Records =

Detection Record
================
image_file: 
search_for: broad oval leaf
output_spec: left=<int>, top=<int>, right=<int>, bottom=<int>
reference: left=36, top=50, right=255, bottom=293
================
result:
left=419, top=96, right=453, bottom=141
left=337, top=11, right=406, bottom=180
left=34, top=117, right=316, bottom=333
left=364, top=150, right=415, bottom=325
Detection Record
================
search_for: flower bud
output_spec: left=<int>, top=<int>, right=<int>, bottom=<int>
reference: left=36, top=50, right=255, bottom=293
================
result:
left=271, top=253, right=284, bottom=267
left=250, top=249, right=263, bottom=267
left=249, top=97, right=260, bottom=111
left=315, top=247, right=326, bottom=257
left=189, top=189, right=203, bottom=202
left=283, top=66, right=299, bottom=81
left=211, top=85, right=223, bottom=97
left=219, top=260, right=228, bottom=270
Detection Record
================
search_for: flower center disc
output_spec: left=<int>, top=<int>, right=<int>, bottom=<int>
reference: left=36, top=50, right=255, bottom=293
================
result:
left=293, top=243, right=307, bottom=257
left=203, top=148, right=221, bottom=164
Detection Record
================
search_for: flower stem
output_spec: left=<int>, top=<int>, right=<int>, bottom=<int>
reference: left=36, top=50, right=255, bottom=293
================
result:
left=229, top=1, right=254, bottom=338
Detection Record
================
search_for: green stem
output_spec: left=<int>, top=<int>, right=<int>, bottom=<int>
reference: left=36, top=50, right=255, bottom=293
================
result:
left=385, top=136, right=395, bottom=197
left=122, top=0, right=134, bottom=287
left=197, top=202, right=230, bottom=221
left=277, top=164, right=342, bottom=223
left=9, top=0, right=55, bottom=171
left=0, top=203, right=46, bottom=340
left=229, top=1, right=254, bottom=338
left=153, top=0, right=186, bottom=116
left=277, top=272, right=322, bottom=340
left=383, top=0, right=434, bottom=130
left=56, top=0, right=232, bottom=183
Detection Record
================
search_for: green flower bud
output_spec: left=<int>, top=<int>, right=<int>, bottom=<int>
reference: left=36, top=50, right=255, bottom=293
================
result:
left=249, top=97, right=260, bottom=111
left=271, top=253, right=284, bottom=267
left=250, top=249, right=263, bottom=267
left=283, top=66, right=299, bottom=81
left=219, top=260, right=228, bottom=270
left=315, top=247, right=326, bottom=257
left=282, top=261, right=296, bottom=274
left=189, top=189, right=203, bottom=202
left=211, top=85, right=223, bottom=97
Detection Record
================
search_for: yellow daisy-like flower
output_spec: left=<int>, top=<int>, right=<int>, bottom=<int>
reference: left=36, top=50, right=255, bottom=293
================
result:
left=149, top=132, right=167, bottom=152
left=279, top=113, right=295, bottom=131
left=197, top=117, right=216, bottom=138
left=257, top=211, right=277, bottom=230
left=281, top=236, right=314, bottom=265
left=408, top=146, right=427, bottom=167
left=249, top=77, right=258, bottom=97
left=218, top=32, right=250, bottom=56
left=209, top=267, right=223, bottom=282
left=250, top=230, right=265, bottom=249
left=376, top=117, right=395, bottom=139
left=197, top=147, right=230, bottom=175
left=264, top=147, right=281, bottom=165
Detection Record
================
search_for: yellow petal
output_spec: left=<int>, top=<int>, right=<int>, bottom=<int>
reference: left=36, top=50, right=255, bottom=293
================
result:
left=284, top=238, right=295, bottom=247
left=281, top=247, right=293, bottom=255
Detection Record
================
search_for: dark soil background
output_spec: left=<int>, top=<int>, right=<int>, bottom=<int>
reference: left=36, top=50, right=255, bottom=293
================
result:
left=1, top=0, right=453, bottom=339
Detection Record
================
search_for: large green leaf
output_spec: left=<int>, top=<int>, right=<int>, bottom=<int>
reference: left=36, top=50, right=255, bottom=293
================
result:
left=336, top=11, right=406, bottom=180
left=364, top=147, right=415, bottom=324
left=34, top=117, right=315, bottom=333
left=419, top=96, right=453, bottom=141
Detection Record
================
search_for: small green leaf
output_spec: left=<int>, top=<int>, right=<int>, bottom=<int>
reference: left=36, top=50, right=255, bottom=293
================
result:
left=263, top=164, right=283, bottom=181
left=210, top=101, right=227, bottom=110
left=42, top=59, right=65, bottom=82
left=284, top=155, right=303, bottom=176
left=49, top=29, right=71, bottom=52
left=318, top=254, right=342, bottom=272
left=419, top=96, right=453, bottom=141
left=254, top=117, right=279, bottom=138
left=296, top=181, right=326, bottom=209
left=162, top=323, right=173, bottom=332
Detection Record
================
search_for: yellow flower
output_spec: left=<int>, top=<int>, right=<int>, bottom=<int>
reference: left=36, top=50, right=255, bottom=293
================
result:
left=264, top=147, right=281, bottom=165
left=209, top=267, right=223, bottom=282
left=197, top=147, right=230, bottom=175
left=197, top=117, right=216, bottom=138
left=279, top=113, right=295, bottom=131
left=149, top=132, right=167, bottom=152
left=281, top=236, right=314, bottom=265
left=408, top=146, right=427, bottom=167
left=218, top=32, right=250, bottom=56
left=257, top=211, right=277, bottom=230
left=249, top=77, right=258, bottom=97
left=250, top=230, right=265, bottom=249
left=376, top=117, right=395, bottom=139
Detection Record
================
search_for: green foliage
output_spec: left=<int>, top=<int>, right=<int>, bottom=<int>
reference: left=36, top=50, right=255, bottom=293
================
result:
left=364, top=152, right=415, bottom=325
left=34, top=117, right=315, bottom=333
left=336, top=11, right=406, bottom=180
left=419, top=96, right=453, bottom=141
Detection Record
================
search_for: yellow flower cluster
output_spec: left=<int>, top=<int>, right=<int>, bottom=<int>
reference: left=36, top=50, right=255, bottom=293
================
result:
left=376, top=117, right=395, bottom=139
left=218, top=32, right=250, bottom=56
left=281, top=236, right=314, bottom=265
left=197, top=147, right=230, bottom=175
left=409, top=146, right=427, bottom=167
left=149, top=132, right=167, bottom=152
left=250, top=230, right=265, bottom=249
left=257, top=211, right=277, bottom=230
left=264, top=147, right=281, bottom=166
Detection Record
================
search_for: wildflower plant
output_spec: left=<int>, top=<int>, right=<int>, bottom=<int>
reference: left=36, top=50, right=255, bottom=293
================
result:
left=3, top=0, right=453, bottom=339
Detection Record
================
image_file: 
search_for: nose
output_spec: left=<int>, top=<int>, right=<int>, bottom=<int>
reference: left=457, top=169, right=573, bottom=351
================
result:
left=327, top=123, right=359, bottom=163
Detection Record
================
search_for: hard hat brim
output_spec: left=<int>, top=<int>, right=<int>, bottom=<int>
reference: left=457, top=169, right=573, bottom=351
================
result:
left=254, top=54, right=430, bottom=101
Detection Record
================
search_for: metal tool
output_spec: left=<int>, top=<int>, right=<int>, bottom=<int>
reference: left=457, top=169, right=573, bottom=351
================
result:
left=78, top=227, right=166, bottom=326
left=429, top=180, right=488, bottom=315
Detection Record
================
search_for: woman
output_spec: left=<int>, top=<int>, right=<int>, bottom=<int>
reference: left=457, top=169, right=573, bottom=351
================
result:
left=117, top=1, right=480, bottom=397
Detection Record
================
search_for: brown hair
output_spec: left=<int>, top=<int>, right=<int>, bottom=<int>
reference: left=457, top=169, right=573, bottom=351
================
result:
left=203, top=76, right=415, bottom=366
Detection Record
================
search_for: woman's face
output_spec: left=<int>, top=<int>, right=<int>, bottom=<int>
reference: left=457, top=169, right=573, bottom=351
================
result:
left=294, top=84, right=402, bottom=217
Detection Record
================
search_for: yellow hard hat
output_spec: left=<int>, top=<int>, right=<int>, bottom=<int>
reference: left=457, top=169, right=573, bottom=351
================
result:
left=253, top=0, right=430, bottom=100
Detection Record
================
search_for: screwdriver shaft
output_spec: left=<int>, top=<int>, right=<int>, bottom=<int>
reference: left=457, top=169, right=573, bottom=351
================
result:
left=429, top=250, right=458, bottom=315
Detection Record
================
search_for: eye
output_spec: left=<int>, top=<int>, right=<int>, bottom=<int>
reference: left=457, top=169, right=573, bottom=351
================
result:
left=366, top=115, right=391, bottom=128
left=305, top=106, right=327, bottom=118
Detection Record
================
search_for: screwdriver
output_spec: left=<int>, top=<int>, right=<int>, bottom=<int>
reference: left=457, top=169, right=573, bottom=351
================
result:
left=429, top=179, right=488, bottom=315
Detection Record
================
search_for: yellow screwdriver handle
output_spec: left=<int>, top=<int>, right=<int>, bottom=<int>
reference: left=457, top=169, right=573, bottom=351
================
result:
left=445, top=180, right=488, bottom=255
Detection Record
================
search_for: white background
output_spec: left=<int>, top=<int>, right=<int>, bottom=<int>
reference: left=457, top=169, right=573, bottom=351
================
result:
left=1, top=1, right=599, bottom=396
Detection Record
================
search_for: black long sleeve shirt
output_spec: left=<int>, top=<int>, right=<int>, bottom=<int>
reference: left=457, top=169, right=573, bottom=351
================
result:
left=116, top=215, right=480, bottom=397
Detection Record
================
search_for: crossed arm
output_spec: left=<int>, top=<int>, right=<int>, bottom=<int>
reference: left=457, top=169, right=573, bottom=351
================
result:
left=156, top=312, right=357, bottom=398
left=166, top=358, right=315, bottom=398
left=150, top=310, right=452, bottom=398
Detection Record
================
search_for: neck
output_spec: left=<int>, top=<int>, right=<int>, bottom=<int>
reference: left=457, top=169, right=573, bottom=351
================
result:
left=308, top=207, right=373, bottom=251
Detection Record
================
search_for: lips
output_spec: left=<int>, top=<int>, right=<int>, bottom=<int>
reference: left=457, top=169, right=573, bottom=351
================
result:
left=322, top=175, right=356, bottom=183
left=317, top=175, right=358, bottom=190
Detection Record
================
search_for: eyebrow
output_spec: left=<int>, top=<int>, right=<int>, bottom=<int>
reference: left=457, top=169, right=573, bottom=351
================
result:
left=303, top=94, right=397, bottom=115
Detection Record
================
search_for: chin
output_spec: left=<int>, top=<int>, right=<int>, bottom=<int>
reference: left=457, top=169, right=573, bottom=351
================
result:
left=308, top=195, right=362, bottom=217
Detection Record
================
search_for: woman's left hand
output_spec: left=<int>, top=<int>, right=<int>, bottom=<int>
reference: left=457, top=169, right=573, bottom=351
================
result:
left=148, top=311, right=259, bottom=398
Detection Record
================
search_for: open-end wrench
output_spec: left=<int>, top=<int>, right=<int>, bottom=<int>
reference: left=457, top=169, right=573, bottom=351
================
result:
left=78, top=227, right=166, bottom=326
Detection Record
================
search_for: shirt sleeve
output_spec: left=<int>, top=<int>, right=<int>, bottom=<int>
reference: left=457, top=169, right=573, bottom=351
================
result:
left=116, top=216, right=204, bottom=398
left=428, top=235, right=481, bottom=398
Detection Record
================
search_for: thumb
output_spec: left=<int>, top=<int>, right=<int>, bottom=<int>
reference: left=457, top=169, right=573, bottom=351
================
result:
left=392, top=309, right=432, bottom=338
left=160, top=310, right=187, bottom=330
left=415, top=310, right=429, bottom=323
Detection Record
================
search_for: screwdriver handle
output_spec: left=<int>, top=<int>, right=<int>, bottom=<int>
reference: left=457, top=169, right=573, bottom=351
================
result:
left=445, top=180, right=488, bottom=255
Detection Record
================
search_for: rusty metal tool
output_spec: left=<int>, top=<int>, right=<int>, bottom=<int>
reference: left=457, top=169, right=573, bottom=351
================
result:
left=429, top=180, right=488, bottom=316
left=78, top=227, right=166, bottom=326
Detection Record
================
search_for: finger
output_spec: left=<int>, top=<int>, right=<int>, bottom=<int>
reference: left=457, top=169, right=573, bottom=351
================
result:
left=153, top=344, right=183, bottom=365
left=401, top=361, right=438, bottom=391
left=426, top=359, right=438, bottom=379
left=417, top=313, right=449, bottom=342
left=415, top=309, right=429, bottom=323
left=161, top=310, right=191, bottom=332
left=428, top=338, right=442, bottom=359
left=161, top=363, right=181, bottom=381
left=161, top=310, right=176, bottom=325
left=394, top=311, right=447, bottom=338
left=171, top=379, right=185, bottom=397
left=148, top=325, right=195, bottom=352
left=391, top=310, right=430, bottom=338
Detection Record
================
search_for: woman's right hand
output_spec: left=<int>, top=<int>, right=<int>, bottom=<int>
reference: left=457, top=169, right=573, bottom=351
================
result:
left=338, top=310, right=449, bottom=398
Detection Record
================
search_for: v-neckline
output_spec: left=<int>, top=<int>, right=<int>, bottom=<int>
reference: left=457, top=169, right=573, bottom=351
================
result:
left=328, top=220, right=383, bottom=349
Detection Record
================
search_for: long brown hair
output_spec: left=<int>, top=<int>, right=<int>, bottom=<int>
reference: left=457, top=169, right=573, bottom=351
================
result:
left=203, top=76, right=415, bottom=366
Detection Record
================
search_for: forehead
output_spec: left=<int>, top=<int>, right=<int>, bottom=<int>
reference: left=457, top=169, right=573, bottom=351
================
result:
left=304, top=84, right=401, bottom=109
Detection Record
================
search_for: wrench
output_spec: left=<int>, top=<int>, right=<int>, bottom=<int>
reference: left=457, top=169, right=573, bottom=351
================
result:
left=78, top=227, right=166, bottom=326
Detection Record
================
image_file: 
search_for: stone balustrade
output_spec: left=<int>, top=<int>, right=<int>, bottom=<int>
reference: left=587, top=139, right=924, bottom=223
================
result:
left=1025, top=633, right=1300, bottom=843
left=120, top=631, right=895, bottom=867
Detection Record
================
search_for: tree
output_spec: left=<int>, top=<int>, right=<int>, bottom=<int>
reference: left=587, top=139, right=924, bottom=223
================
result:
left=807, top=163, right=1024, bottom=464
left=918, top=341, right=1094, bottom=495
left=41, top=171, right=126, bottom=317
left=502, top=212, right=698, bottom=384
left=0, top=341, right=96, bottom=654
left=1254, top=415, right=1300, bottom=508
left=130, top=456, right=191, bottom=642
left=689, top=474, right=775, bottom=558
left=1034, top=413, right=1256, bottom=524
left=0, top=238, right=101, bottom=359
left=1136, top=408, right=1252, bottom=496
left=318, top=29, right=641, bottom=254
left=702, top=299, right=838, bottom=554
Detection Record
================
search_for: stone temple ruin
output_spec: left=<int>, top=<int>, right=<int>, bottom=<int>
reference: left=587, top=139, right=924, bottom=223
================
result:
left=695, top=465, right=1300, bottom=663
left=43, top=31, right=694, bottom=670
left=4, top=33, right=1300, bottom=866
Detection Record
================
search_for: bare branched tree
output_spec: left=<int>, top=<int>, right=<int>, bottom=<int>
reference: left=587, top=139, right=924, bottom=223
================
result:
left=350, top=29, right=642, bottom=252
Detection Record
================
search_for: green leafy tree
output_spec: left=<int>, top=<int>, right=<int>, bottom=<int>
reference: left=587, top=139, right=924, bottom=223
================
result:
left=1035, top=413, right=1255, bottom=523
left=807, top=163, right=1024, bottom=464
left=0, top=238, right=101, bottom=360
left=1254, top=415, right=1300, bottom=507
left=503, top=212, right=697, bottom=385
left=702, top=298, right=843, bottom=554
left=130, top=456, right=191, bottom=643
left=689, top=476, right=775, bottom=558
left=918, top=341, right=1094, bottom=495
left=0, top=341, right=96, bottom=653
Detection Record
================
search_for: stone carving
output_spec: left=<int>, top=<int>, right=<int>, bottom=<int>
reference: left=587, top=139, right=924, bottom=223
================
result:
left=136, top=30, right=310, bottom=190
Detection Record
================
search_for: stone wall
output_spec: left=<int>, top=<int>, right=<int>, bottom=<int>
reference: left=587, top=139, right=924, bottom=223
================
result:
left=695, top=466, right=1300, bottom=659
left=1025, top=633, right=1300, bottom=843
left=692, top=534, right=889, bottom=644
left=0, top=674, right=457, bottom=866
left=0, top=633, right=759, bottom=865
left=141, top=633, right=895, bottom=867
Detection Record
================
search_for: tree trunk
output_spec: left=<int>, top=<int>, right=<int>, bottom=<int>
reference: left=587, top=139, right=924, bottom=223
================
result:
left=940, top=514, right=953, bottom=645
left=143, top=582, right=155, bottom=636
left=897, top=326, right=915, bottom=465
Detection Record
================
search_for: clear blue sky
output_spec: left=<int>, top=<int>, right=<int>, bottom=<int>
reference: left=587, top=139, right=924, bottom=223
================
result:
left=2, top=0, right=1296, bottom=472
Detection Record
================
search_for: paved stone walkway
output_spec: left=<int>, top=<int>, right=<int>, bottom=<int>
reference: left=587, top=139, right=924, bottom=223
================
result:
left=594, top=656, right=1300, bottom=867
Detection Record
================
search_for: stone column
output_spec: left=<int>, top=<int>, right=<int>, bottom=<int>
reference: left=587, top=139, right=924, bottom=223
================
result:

Task statement =
From the data above, state how many lines hold the string "stone", and give the number without other words.

Response to the exercise =
6